SOURCE DATA below:
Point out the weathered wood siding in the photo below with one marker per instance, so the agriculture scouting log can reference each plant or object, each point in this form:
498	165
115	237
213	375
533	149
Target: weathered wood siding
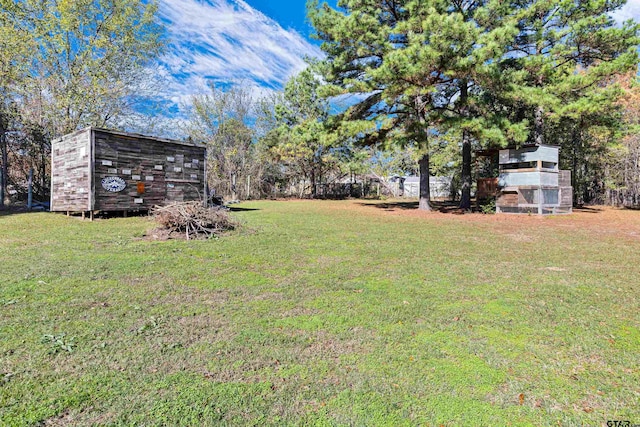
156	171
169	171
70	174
End of SOURCE DATA.
== TASK TO COMPLETE ==
Set the pictures aside and reproduce the data above exactly.

== ANSWER AREA ==
Point out the weathered wood siding in the photo below with one marker per instance, so the agriculture scouting log can reference each plant or object, each point in this form:
498	165
115	237
213	375
533	149
Target: weathered wood siding
156	171
169	171
70	174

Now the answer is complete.